■ Task to complete
Repeat the data exactly as given below, dropping every picture.
** Data extracts follows **
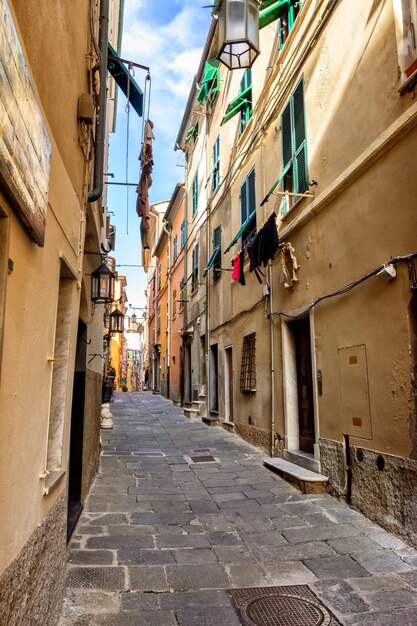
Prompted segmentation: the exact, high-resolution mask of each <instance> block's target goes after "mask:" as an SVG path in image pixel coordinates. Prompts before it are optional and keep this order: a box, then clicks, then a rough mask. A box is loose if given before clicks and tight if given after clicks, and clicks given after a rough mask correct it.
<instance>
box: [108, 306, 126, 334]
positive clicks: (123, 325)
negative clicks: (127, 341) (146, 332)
mask: <svg viewBox="0 0 417 626" xmlns="http://www.w3.org/2000/svg"><path fill="white" fill-rule="evenodd" d="M124 327H125V316H124V315H123V313H122V312H121V311H119V309H114V311H112V312H111V313H110V316H109V330H110V332H111V333H122V332H123V331H124Z"/></svg>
** End of Data extracts **
■ Response
Prompted segmentation: the exact, high-resolution mask of each <instance> block's target goes after "mask:" as an SVG path in image pixel coordinates. Prompts before it are optional and keep this order: a box, then clicks, then a rough mask. A box is loose if given before clicks and tight if given after clicks, and clicks given after a rough mask correct it.
<instance>
box: [108, 306, 126, 334]
positive clicks: (123, 325)
negative clicks: (127, 341) (146, 332)
mask: <svg viewBox="0 0 417 626" xmlns="http://www.w3.org/2000/svg"><path fill="white" fill-rule="evenodd" d="M124 327H125V316H124V315H123V313H122V312H121V311H119V309H114V311H112V312H111V313H110V316H109V330H110V332H111V333H122V332H123V331H124Z"/></svg>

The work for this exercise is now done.